▸ Text excerpt
.....

Rollin’ Bones does not look authentic. With large glass windows that visually-aerate and relax the setting, a patio decorated with IKEAesque furniture, a streamlined flat screen I would love to own and numerous reviews from stylish magazines adorning the wall, the restaurant looks more like a trendy local (Tacqueria del Sol) that woke up one day to find itself serving barbecue instead of burritos. You can’t really trust appearances.
The menu features hot links, ribs, barbecue plates, sandwiches and a host of side items (the collards were a bit too salty, but fine nonetheless).
When you order a chopped pork sandwich, make sure to grab a fork as well. Take your sandwich (via the to-go box they may provide you) to the patio, settle down in the downtown air and open the box. What you will find is a combination of toasted bread sprinkled with herbs, slowly fading into a bread goo as it sops up the rich, sauce saturated pork it shelters, sauce spilling out the sides into the container creating a bedrock of flavor just in case you want more. The sauce is thin enough, a little oily some might say, but in possession of a subtle spice that hits you right where you want it to. I finished mine in under-two minutes. I then used my fork for the collards, which I suppose is what it was meant for.
Monday, July 2, 2007
MORE DO'S AND DON'TS
1. 285N out of Dallas-Stretches of steadily moving two lane pleasantly interrupted by little towns like Clarendon with motels like the It'll Do Inn, Western Skies Motel and the L.A. Motel. Lot's of boot and hat shops. One town had a restaurant that served Thai, Chinese and Lao. There isn't even a Lao restaurant in Atlanta...
2. Horse Hotel (Amarillo, TX)-Free 72 oz. steak. If you can finish it. Free limo service too, whatever that means.
3. 25 N to Santa Fe-Nothing against I-40, which from Amarillo to Arizona runs through some amazing landscapes, but this little road, completely absent of billboards is everything you might have imagined this region of the country to be. Curving back and forth as you ascend, the road cuts through a stretch of sunflower colored fields decorated with sponge prints of dark green trees and bushes, punctuated by red rocks, boulders seemingly stacked atop each other, pink skies and those purple mountains you've heard about in that song you've heard a million times.
4. Santa Fe-My 45 minute stint in downtown Santa Fe was alright, just alright. I'm guessing the downtown historic district isn't built with dogs in mind, as there was nowhere to eat with a welcoming patio. Or maybe it was just because it was Sunday. I'm guessing Santa Fe is one of those old towns (oldest capital in the USA actually) that caters to well off guests who frequent the premium shops in its downtown. Not really my thing. Starving at 9 PM, we finally found the Blue Corn Cafe in a strip mall and feasted on a huge burrito filled with black beans cooked to the wonderful consistency of a paste, and chicken tacos in blue corn shells. More than satisfying.

.....

▸ Brief 1
Answer from the blog excerpt:
(a) Which side item did the writer find a bit too salty?
(b) What does the Horse Hotel in Amarillo give away free if you can finish it?
(c) Where did the writer finally eat in Santa Fe?
▸ Brief 2
Carry the blog excerpt forward from its last sentence, keeping its voice and its numbered format.
The listing after this text isn't needed.

▸ Available data

.....

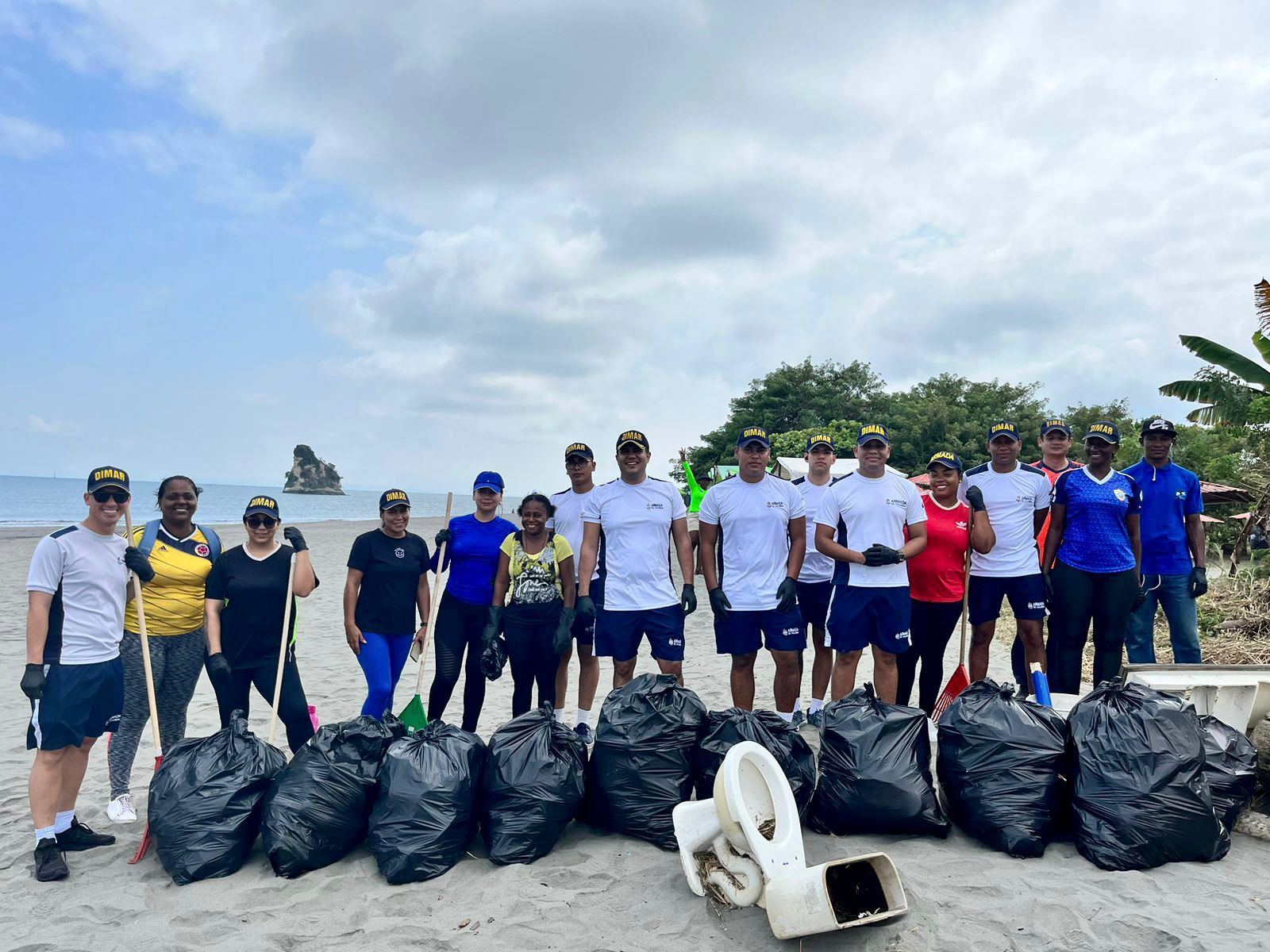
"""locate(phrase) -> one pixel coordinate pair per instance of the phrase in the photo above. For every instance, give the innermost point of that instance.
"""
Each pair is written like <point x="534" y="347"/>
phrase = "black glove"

.....

▸ Exercise output 1
(a) The collards.
(b) A 72 oz. steak.
(c) The Blue Corn Cafe, in a strip mall.

▸ Exercise output 2
5. Meteor Crater-Sadly, too tired to stop.
6. "Indian" Stores and Native Reservations-The not so great aspect of the drive, traveling past desolate settlement after desolate settlement and AUTHENTIC Indian Craft store after AUTHENTIC Indian Craft Store. I'm guessing that at least 50% of those working at the Love's Travel Stop, on a cozy 99 degree afternoon, halfway between Albuquerque and Flagstaff, would rather be hanging out in suburban Raleigh or Norfolk, where their Great Great Great Grandfather lived. But ultimately they got legal casinos, isolation and rampant alcoholism so I guess they're really happy with the way things turned out.
6. Flagstaff, AZ-Kind of like Athens, GA but in Arizona. We took Route 66 off I-40 into the downtown, which is a charming little grid of two to three story brick buildings, housing bars, clothing stores, record stores, restaurants and more bars. The busy train tracks run alongside Route 66 and past the downtown; the hotels offer their apologies for the noise upfront. A couple of good sized mountains tower over the town. And you can get to the Grand Canyon in an hour or so. Our hotel was actually on Route 66, which still features a nice array of seemingly vintage motels, like Motel El Dorado, and bars like Crazy Bill's.
2. Horse Hotel (Amarillo, TX)-Free 72 oz. steak. If you can finish it. Free limo service too, whatever that means.
3. 25 N to Santa Fe-Nothing against I-40, which from Amarillo to Arizona runs through some amazing landscapes, but this little road, completely absent of billboards is everything you might have imagined this region of the country to be. Curving back and forth as you ascend, the road cuts through a stretch of sunflower colored fields decorated with sponge prints of dark green trees and bushes, punctuated by red rocks, boulders seemingly stacked atop each other, pink skies and those purple mountains you've heard about in that song you've heard a million times.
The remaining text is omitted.